• O que fazer:
• A. As seguintes afirmações concordam com o trecho sobre Stossel e o custo de medicamentos? (i) O medicamento contra o câncer citado custa US$ 123.000 por ano. (ii) 13% das novas drogas são descobertas pelo setor privado. (iii) Os créditos tributários compõem cerca de um quarto de toda a pesquisa e desenvolvimento das farmacêuticas. Responda sim ou não a cada uma e cite literalmente as palavras decisivas do trecho.
• B. Qual é, palavra por palavra, a parte do trecho sobre Stossel e o custo de medicamentos que vai de "Primeiramente, a condução" até "de financiamento estatal.", inclusive? Reproduza-a sem nenhuma alteração.

• Trecho apresentado:
+ + +

Entre seus absurdos: Stossel dá o exemplo de um medicamento contra o câncer que manteve uma pessoa viva por quinze anos, mas custa US$ 123.000 por ano. “Esse custo (…) parece insano, especialmente porque os ativistas afirmam que o governo financia as pesquisas científicas. Mas trata-se de uma mentira. Oitenta e sete por cento das novas drogas são descobertas pelo setor privado; apenas 13% advêm das pesquisas do setor público”.
Primeiramente, a condução “privada” da pesquisa e o financiamento governamental são duas coisas inteiramente distintas. Ao misturá-los, é impossível levar a sério o resto do que Stossel diz. Em segundo lugar, os créditos tributários para pesquisa e desenvolvimento — os que as empresas ganham mesmo que não paguem impostos — compõem praticamente metade de toda a pesquisa e desenvolvimento das farmacêuticas. Isso é outro tipo de financiamento estatal.

+ + +

• Dados fornecidos:
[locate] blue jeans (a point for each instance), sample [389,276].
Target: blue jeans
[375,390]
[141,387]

+ + +

• Suas respostas:
• A.
(i) Sim: “custa US$ 123.000 por ano”.
(ii) Não: “Oitenta e sete por cento das novas drogas são descobertas pelo setor privado; apenas 13% advêm das pesquisas do setor público”.
(iii) Não: “compõem praticamente metade de toda a pesquisa e desenvolvimento das farmacêuticas”.

• B.
Primeiramente, a condução “privada” da pesquisa e o financiamento governamental são duas coisas inteiramente distintas. Ao misturá-los, é impossível levar a sério o resto do que Stossel diz. Em segundo lugar, os créditos tributários para pesquisa e desenvolvimento — os que as empresas ganham mesmo que não paguem impostos — compõem praticamente metade de toda a pesquisa e desenvolvimento das farmacêuticas. Isso é outro tipo de financiamento estatal.